[START SOURCE EXTRACT]

Looks correct to me.
Hello, I am trying to solve the following problem:
At what point(s) on the curve y=2(x-cosx) is the tangent parallel to the line 3x-y=5.
My attempt is:
rewrite 3x-y=5 as y=3x-5
differentiated to 3
Differentiate y=2(x-cosx) = 2(1+sinx) = 2 + 2sinx
3 = 2+2sinx
1 = 2sinx2
1/2 = sinx
sin^-1(1/2) = x
plugging back into original curve formula gives a y value of -0.684
so my final answer is "the tangent is parallel to the line 3x-y=5 at the point .524(x), -0.684(y)."
I am unsure if I am correct. Could someone please cast their eyes over this and let me know if I am on the right track ?
actually I think I got this one wrong.
To find the points on the curve (2(x-cosx) where the tangent is parallel to the line y=3x-5.
differentiating 2(x-cosx) = 3x-5:
2+2sinx = 3
Then solving for x to find where the tangent is parallel to the curve:
sin^-1 (0.5) = x
At this stage I am not sure what to do next. This trig equation now gives me 30 degrees and 150 degrees ?, but I am trying to find an x and a y position.
Can someone help please.
You must work in radians in this question. You were correct with your first solution but you only gave one answer. Did they not ask for answers in a given range. If sinx=1/2 another answer would be x=2.618 (that is 150 degrees in radians)

[END SOURCE EXTRACT]
[START DATASET RECORDS]

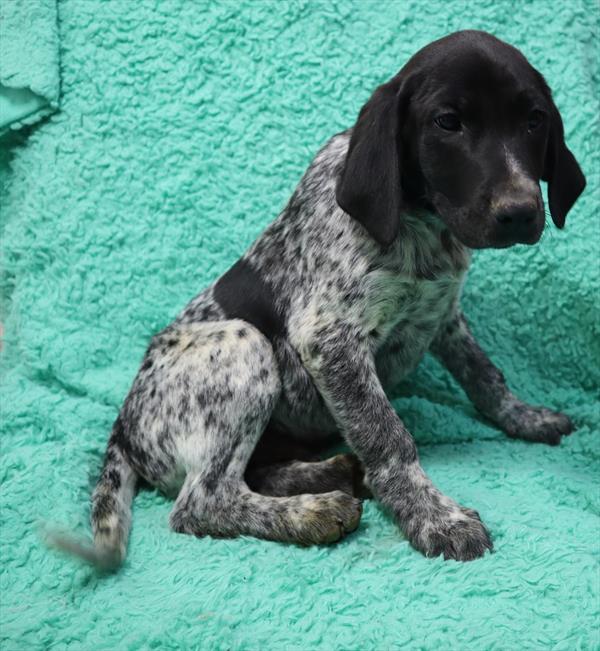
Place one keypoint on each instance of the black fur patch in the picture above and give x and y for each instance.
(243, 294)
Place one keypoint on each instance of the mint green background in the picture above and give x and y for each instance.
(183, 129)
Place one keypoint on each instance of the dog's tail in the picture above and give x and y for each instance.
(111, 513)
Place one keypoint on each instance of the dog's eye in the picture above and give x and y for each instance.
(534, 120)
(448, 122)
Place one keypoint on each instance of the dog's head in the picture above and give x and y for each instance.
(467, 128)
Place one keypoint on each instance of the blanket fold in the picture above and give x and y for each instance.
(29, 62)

[END DATASET RECORDS]
[START DATASET RECORDS]

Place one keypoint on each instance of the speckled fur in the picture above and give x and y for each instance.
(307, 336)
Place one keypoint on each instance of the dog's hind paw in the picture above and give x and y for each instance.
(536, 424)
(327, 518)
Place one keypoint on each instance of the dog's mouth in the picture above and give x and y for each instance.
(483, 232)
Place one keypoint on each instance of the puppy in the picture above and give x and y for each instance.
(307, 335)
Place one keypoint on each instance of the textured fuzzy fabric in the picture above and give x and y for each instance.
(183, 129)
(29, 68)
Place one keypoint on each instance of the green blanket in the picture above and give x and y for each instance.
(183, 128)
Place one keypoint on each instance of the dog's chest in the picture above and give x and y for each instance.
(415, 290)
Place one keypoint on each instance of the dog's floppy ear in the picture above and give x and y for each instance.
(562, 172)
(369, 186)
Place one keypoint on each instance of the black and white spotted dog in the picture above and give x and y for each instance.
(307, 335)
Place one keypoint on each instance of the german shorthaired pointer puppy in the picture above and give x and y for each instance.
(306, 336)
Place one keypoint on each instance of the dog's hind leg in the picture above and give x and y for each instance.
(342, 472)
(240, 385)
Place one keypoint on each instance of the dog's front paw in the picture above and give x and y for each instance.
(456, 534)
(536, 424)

[END DATASET RECORDS]

### [WHAT YOU SHOULD DO]
Reproduce word for word the stretch of the tangent-line thread above from "I am unsure" through "someone help please.".

### [RESULT]
I am unsure if I am correct. Could someone please cast their eyes over this and let me know if I am on the right track ?
actually I think I got this one wrong.
To find the points on the curve (2(x-cosx) where the tangent is parallel to the line y=3x-5.
differentiating 2(x-cosx) = 3x-5:
2+2sinx = 3
Then solving for x to find where the tangent is parallel to the curve:
sin^-1 (0.5) = x
At this stage I am not sure what to do next. This trig equation now gives me 30 degrees and 150 degrees ?, but I am trying to find an x and a y position.
Can someone help please.